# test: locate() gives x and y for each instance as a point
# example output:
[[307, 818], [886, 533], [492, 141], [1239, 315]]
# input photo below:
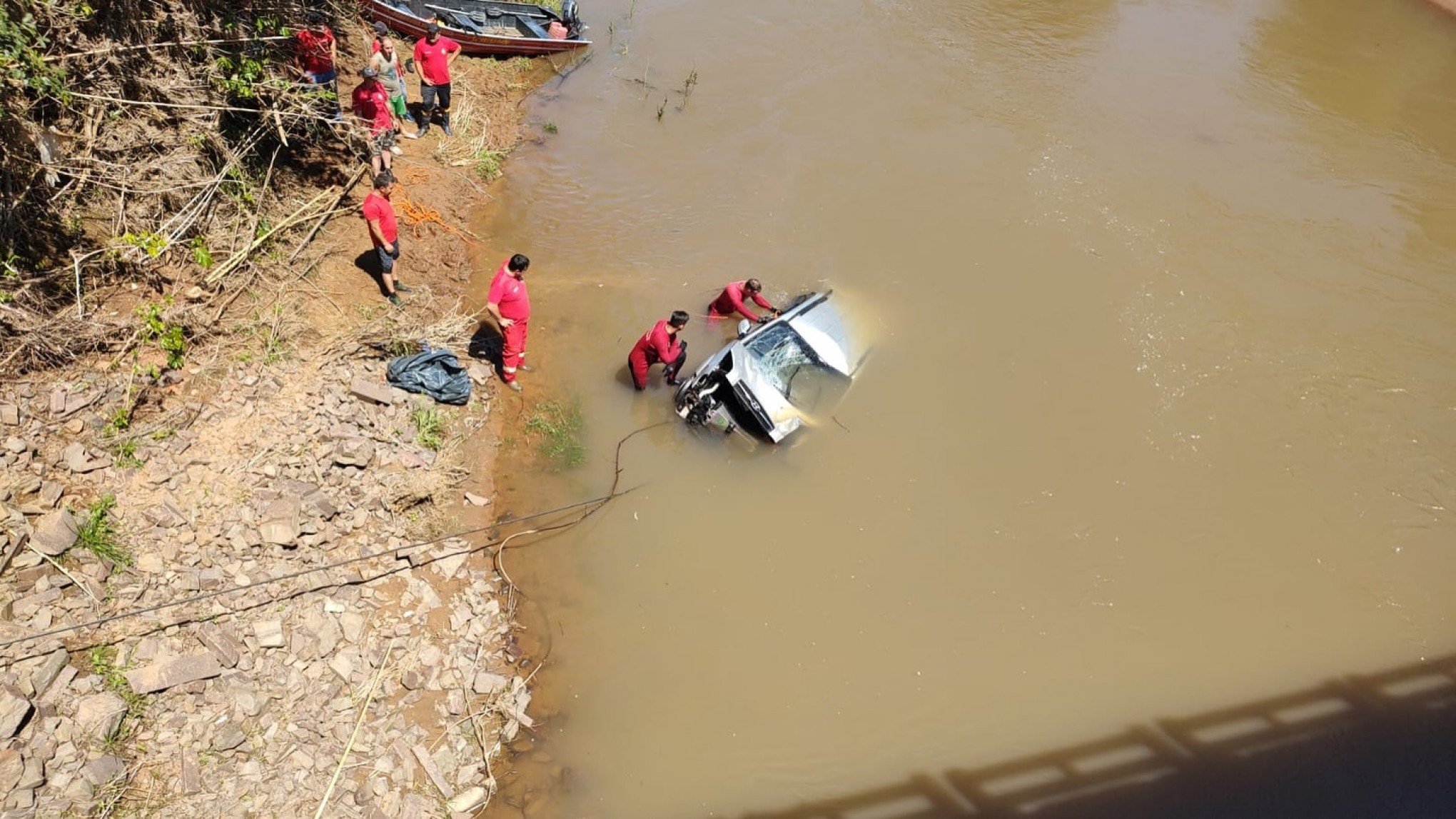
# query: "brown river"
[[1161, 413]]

━━━━━━━━━━━━━━━━━━━━━━━━━━━━━━

__GOAL OF THE EXERCISE__
Word-for-word transcription: the whole listing, with images excluded.

__OUTPUT BELOW__
# test: locate() gives x and y for each instance as a point
# example output:
[[307, 818], [886, 533], [492, 141], [1239, 315]]
# input photo below:
# query: "brown river"
[[1161, 413]]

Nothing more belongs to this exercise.